> _WHAT IS BEING ASKED_
Can you extract every line of the data below, word for word, without including any of the pictures?

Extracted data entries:
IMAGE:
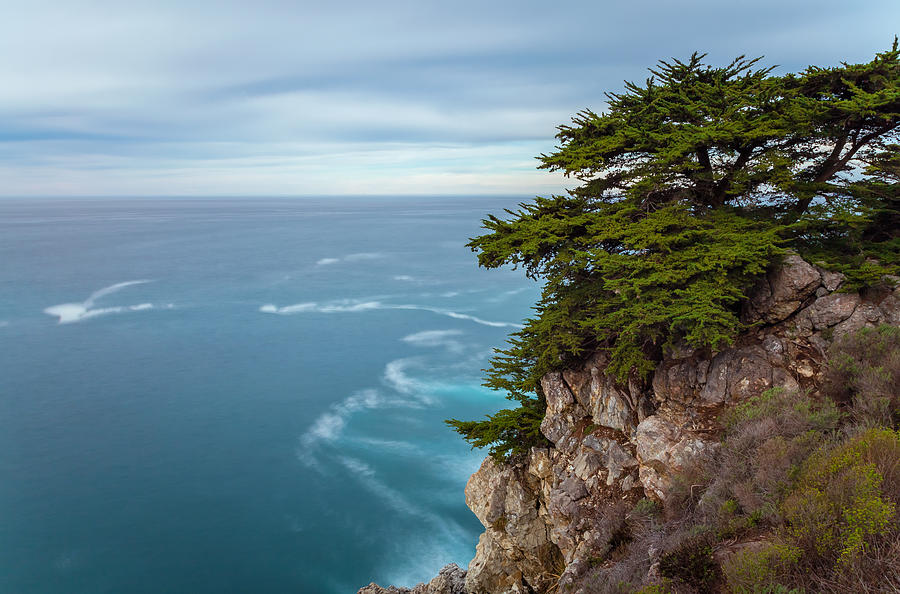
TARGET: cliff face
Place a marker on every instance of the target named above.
(614, 444)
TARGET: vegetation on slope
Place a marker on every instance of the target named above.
(803, 495)
(692, 185)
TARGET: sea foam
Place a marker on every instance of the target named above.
(68, 313)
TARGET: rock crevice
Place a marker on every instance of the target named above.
(615, 442)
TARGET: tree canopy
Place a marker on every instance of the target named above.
(691, 185)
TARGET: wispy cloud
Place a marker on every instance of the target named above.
(229, 97)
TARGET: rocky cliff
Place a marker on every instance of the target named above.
(615, 443)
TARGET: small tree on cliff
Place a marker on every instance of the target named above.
(691, 185)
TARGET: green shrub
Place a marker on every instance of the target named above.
(839, 505)
(863, 374)
(692, 185)
(759, 571)
(691, 563)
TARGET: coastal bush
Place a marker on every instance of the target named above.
(863, 374)
(760, 571)
(692, 563)
(692, 185)
(841, 504)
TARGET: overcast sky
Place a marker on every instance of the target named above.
(269, 97)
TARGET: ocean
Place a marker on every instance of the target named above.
(242, 395)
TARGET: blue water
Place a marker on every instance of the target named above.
(263, 413)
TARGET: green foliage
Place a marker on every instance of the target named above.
(777, 402)
(508, 432)
(839, 506)
(863, 373)
(692, 184)
(759, 571)
(691, 563)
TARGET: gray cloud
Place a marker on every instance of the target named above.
(290, 98)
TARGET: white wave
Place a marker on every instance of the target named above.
(68, 313)
(363, 256)
(357, 257)
(389, 444)
(395, 376)
(506, 294)
(436, 338)
(350, 306)
(460, 316)
(330, 424)
(110, 290)
(343, 306)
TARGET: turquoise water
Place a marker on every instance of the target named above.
(241, 395)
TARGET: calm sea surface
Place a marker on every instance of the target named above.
(213, 396)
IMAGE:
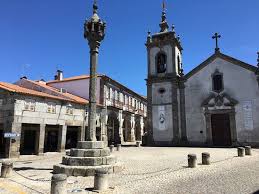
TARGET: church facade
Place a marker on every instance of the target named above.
(215, 104)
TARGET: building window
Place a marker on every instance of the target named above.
(217, 82)
(69, 110)
(51, 108)
(111, 94)
(29, 105)
(107, 92)
(161, 63)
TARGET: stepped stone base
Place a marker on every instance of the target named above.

> _EXERCISE SOLUTION_
IMAGE:
TARGET: cliff face
Place a marker on every instance of the target named above.
(614, 444)
TARGET: vegetation on slope
Place a marker on every instance of the target named above.
(803, 495)
(692, 185)
TARGET: sea foam
Place a marker on every instance of the target named above.
(68, 313)
TARGET: rock crevice
Place a marker on every instance of the target named above.
(615, 442)
TARGET: tree canopy
Place a marker on every instance of the target named above.
(691, 185)
TARGET: wispy cloud
Place a marker on every instance of the target named above.
(229, 97)
TARGET: rocky cliff
Place a marker on every instance of the target named above.
(615, 443)
TARGET: small tree on cliff
Place a marker on every instance of the target named above.
(691, 185)
TARGET: green shrub
Place a marker on every instance of the target named above.
(839, 505)
(863, 374)
(692, 185)
(759, 571)
(691, 563)
TARGET: coastal bush
Place a marker on every instance of the target named above.
(863, 374)
(760, 571)
(692, 563)
(692, 185)
(841, 504)
TARGET: overcast sky
Place a marker on every instance of the target named above.
(269, 97)
TARGET: ocean
Place a marker on every instance of the target named above.
(242, 395)
TARGET: blue water
Place a marker on every instance of the target named above.
(263, 413)
TARGET: green foliage
Place a marker on every instance of the target named above.
(777, 402)
(508, 432)
(839, 506)
(863, 373)
(692, 184)
(759, 571)
(691, 563)
TARGET: gray cloud
Place a marker on every instance of the target named above.
(290, 98)
TARGET: white wave
Place a marker on every instance of the target named above.
(68, 313)
(363, 256)
(357, 257)
(389, 444)
(395, 376)
(506, 294)
(436, 338)
(350, 306)
(460, 316)
(330, 424)
(110, 290)
(343, 306)
TARGET: turquoise water
Place a marker on every instance of the target named above.
(241, 395)
TARGET: calm sea surface
Place a marker on every instance of the target named above.
(213, 396)
IMAGE:
TARGET: church facade
Place a marker on every instance of the target named above.
(215, 104)
TARGET: building window
Place a marker on every instance of the target named above.
(217, 82)
(69, 110)
(51, 108)
(111, 94)
(29, 105)
(107, 92)
(161, 63)
TARGET: stepped stone base
Place a marker on every instance of the target named above.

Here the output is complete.